Write out each record a second time, exactly.

**Data to process:**
++++++++++

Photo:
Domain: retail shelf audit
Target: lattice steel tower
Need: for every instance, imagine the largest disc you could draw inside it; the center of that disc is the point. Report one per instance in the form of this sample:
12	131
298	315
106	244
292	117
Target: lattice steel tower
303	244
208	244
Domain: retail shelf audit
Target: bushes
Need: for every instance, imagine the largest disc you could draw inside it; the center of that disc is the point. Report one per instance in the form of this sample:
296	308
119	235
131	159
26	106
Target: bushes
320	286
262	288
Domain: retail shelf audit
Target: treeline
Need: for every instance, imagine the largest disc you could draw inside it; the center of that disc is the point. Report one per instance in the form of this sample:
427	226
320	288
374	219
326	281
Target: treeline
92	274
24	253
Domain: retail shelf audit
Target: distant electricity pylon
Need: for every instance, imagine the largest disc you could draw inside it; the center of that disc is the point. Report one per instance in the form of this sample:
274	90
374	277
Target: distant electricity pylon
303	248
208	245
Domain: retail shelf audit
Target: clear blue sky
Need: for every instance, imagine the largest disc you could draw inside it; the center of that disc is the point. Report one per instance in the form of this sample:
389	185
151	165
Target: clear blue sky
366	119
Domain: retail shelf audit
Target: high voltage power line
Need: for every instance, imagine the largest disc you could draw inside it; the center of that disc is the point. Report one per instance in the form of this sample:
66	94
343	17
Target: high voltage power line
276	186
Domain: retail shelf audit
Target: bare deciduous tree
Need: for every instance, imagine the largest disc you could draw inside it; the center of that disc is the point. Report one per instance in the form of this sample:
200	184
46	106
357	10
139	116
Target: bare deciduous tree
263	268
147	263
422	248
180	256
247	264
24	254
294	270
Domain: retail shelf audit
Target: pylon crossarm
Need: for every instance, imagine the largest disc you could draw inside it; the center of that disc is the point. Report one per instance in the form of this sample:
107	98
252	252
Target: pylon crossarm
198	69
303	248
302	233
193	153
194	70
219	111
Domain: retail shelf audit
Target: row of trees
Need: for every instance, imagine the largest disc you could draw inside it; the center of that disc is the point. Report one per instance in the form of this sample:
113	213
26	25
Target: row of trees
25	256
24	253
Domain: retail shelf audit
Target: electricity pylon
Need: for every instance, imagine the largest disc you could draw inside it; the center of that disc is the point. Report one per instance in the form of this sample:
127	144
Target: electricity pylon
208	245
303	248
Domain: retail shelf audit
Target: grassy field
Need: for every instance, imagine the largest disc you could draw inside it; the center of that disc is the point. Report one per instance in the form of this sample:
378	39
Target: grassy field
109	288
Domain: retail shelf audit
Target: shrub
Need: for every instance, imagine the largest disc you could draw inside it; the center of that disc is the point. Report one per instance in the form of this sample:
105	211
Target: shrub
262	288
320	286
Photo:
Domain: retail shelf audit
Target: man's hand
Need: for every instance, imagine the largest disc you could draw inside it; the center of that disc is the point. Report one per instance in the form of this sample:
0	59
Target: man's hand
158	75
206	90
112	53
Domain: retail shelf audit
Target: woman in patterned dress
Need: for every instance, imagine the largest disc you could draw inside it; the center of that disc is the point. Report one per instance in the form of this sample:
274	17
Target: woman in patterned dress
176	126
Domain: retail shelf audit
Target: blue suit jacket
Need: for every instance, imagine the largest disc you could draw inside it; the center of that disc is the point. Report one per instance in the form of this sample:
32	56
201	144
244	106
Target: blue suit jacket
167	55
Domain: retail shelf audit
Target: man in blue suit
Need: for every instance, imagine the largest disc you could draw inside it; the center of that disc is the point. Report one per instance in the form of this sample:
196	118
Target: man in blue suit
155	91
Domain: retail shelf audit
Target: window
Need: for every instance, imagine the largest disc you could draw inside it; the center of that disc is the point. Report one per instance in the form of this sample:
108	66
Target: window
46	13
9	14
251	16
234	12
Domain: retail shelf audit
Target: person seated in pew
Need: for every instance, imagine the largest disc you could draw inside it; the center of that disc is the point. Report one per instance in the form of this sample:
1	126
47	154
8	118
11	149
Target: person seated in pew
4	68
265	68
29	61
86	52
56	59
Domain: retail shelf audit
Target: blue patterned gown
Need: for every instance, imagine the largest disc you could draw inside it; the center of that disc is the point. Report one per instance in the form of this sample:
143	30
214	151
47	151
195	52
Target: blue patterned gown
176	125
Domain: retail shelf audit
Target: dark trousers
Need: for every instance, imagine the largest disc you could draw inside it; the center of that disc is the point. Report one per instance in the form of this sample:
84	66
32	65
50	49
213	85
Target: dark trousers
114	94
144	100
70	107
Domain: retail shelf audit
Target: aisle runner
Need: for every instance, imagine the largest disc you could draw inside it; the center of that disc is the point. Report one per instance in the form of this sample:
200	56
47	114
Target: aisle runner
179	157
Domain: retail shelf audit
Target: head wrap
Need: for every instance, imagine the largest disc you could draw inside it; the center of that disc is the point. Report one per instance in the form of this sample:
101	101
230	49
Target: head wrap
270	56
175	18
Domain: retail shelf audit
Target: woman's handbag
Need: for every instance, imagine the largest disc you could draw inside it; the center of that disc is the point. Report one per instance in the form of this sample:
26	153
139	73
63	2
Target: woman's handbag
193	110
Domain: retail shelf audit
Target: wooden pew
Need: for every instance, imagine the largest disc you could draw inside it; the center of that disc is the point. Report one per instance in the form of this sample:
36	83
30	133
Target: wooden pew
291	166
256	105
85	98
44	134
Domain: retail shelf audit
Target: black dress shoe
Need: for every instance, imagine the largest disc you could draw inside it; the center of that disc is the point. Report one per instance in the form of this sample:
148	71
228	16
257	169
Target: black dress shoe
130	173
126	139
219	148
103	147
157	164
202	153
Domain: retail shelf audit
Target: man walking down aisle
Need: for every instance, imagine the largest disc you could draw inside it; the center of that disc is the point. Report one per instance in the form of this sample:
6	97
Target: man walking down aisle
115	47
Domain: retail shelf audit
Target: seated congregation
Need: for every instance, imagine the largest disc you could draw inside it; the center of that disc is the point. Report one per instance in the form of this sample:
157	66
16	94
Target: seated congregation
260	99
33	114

++++++++++

**Answer space:**
Photo:
Domain: retail shelf audit
Target: lattice steel tower
Need: for every instance, imagine the largest disc you could draw inside it; the center of that disc is the point. Report one per instance in the form of this sample:
12	131
298	315
106	244
292	117
Target: lattice steel tower
303	244
208	244
Domain: retail shelf audit
Target: bushes
Need: for every instance, imagine the largest disc you could draw inside it; the center of that disc is the point. Report one per instance in the form of this sample:
296	308
119	235
131	159
26	106
Target: bushes
320	286
262	288
Domain: retail shelf audit
Target: treeline
Need: for every instance, imagine the largest disc you could draw inside it; the center of that disc is the point. Report one per instance in the form of this sample:
427	226
320	288
374	219
326	281
Target: treeline
92	274
24	253
Domain: retail shelf audit
Target: distant electricity pylon
Need: for every instance, imagine the largest disc you could draw inside it; the center of that disc is the point. Report one per instance in the form of this sample:
274	90
374	277
Target: distant electricity pylon
303	248
208	245
Domain: retail shelf audit
Target: clear blue sky
Need: for every instance, imagine the largest disc you could draw inside it; the center of that disc is the point. Report one per instance in the form of this sample:
389	185
151	165
Target: clear blue sky
366	119
Domain: retail shelf audit
Target: high voltage power line
Need: for every instance, imagine the largest disc you could draw inside it; the center of that disc is the point. Report one per instance in the form of this sample:
66	94
343	17
Target: high voltage power line
276	186
Domain: retail shelf audit
Target: bare deciduous tree
Need: for every instance, imagine the largest disc you could draw inside it; the center of that disc is the point. Report one per instance in the form of this sample:
200	184
46	106
357	10
139	116
Target: bare deciduous tree
263	268
147	263
422	248
180	256
247	264
24	254
294	270
Domain: retail shelf audit
Target: pylon crossarm
Need: for every instance, imagine the largest disc you could draw inside it; the center of that disc is the point. Report one per instance in the form of this sample:
107	98
252	252
Target: pylon crossarm
198	69
303	248
302	233
193	153
194	70
219	111
Domain: retail shelf audit
Target: row of trees
Need: for every instance, imagine the largest disc you could draw inside it; the center of that disc is the point. Report one per instance in the form of this sample:
113	213
26	25
Target: row of trees
25	256
24	253
Domain: retail shelf audit
Target: electricity pylon
Need: for every instance, imagine the largest disc you could draw inside it; the center of that disc is the point. Report one per instance in the form of this sample:
127	144
Target: electricity pylon
208	245
303	248
Domain: retail shelf audit
Target: grassy field
Need: for every instance, imagine the largest disc you could draw inside it; the center of that disc is the point. Report one per instance in the form of this sample:
378	39
Target: grassy field
109	288
Domain: retail shelf audit
Target: shrub
Need: for every instance, imagine the largest disc you could draw inside it; the center of that disc is the point. Report one per instance in the form of this sample:
105	211
Target: shrub
262	288
320	286
Photo:
Domain: retail shelf audit
Target: man's hand
Need: for every instance, imagine the largest disc you could draw inside it; the center of that disc is the point. Report one per instance in the form of this sample:
0	59
Target: man's hand
158	75
206	90
112	53
Domain: retail shelf audit
Target: woman in patterned dress
Need: for every instance, imagine the largest disc you could draw inside it; the center of that disc is the point. Report one per instance in the form of this sample:
274	17
Target: woman in patterned dress
176	126
Domain: retail shelf audit
Target: blue suit jacket
Need: for every instance, imagine the largest disc you could draw inside it; the center of that disc is the point. Report one per instance in the form of this sample:
32	56
201	144
244	106
Target: blue suit jacket
167	55
Domain: retail shelf audit
Target: man in blue suit
Need: for every instance, imagine the largest disc you could draw inside it; the center of that disc is the point. Report one per instance in the form of this sample:
196	118
Target: man in blue suit
155	91
Domain: retail shelf audit
Target: window
Need: for every instance, imagine the largest disc you could draw inside it; the center of that disc is the point. Report one per instance in the form of this sample:
108	66
Target: window
46	13
9	14
251	16
234	12
Domain: retail shelf audit
Target: person seated in pew
Need: for every instance, imagine the largest disc you could draw inside it; the center of that disc is the point. Report one per instance in the form of this sample:
1	126
47	154
8	118
11	149
Target: person seated in pew
4	68
265	68
29	61
86	52
56	59
Domain: retail shelf audit
Target: blue patterned gown
Need: for every instance, imagine the largest disc you could draw inside it; the center of that disc is the point. Report one per instance in the form of this sample:
143	30
214	151
47	151
195	52
Target: blue patterned gown
176	125
Domain: retail shelf audit
Target: dark trousers
Need: for every instance, imagine the largest disc you could draw inside it; the center of that disc is the point. Report one per instance in the form of this sample:
84	66
32	65
50	49
213	85
Target: dark trousers
114	94
144	100
70	107
Domain: retail shelf audit
Target: aisle runner
Need: for every instance, imagine the largest disc you could draw inside it; the center of that disc is the point. Report one per instance in the form of this sample:
200	56
47	114
Target: aisle runner
179	157
Domain: retail shelf audit
Target: head wrap
Need: for every instance, imagine the largest disc you could draw inside it; the center of that disc is the point. Report one per instance in the form of this sample:
101	101
230	49
Target: head wrap
270	56
175	18
Domain: retail shelf audit
Target: woman's handbag
Need: for every instance, imagine the largest disc you could draw inside it; the center of that disc is the point. Report one per instance in the form of this sample:
26	153
139	73
63	2
Target: woman's handbag
193	110
Domain: retail shelf audit
Target: wooden pew
Need: for every instance, imagine the largest disc you could draw inside it; the center of that disc is the point. Report one per instance in the form of this sample:
36	83
30	133
Target: wooden pew
291	166
256	105
85	98
44	134
Domain: retail shelf audit
Target: black dress shoe
Need: for every instance, imagine the largest disc you could draw inside it; the center of that disc is the point. Report one per instance in the form of this sample:
148	71
228	16
257	169
Target: black dress shoe
130	173
126	139
219	148
103	147
157	164
202	153
Domain: retail shelf audit
Target: man walking down aisle
Need: for every instance, imagine the largest disc you could draw inside it; the center of that disc is the point. Report one per instance in the form of this sample:
6	97
Target: man walking down aisle
115	47
Domain: retail shelf audit
Target: seated congregation
Need: for every instance, imagine the largest disc you could draw inside it; the center of that disc is the point. Report one per instance in the form of this sample:
157	66
16	94
Target: seated congregation
260	99
33	114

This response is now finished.